• QUOTED PASSAGE:
You only need 4 ingredients without any special pans or mixer, there’s no kneading, no poolish or dough starter required, and you can add herbs, cheeses, and spices to make a variety of bread flavors.
This base recipe will soon be on repeat in your kitchen. After you realize how easy it is to make real homemade bread, you’ll find any excuse to bake a loaf. You can even turn it into garlic bread and homemade croutons.


What is Homemade Artisan Bread?
When it comes to bread, the term “artisan” doesn’t mean 1 particular thing. But, generally, artisan bread is homemade, fresh, crusty, and deliciously rustic-looking. An artisan is a skilled worker, one who works with their hands. But ironically, there isn’t much “work” involved with this recipe.
Why You’ll Love This Bread Recipe
- Easier than you ever imagined
- Soft + flavorful
- Chewy, slightly crisp crust
- Shape however you want
- No special pans, poolish, or dough starter required
- Only 4 ingredients
- You decide the length of time it rests

Like sandwich bread, whole wheat bread, focaccia, homemade English muffins, seeded oat bread, and homemade bagels—the process is surprisingly easy. If you’re new to yeast, reference my Baking with Yeast Guide for answers to common yeast FAQs.
Only 4 Ingredients
The crustier and chewier the bread, the less fat in the dough—also known as a “lean dough.” We’re using a lean dough for our artisan loaf today. (If you’re curious, a “rich dough” is a soft bread dough with the presence of fat, such as butter and eggs—the kind we need for overnight cinnamon rolls, sweet potato dinner rolls, brioche, and honey butter rolls.) Without fat, we’re left with the basics.
- Bread Flour: While you can use all-purpose flour in this recipe, I strongly recommend using bread flour. Just like when we make olive bread, pizza bread, and asiago-crusted skillet bread, bread flour produces a stronger, chewier bread and that makes a big difference in a recipe with only 3 other ingredients.

• EXERCISE TASK 1: Summarize the artisan bread recipe excerpt in two sentences.
• EXERCISE TASK 2: According to the artisan bread recipe excerpt, what is a dough with less fat, which makes a crustier and chewier bread, also known as?

• PROVIDED DATA:
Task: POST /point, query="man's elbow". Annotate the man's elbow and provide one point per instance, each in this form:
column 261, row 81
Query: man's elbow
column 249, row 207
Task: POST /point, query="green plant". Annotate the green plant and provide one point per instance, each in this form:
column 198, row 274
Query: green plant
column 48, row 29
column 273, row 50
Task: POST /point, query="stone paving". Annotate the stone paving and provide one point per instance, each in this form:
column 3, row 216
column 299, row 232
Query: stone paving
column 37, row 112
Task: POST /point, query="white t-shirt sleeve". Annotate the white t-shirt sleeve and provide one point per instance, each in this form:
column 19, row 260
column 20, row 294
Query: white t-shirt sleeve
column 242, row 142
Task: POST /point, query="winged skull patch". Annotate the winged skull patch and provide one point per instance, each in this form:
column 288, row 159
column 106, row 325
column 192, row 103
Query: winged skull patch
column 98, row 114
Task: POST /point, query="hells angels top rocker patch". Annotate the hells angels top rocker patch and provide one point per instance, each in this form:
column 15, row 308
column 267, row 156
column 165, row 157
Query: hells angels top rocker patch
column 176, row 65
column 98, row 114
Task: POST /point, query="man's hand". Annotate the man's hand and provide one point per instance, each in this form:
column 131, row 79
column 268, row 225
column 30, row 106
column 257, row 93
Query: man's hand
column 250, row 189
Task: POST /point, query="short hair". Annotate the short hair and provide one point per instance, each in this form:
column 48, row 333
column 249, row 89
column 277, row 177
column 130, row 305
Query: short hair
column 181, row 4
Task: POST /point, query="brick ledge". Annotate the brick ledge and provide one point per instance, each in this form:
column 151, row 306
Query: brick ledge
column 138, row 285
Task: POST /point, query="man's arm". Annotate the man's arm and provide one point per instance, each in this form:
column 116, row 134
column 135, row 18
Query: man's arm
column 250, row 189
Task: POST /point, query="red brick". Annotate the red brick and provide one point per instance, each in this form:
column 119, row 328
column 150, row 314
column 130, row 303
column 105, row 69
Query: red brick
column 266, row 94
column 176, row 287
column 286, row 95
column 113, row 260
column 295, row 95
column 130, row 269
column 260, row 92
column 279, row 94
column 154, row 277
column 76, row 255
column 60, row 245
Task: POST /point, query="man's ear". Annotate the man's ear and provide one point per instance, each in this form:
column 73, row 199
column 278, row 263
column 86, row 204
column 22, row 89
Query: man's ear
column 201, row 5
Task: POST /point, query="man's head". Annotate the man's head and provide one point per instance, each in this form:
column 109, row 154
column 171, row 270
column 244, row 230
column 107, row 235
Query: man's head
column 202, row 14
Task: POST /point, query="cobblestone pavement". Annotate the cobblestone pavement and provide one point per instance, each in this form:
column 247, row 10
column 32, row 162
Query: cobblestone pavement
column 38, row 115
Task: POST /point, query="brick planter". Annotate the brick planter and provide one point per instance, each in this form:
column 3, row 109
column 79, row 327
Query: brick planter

• WRITTEN ANSWER 1: This homemade artisan bread takes only 4 ingredients, with no kneading, special pans, mixer, poolish, or dough starter, and herbs, cheeses, and spices can be added for different flavors. It uses a lean dough without fat for a crustier, chewier loaf, and bread flour is strongly recommended over all-purpose flour because it produces a stronger, chewier bread.

• WRITTEN ANSWER 2: A "lean dough."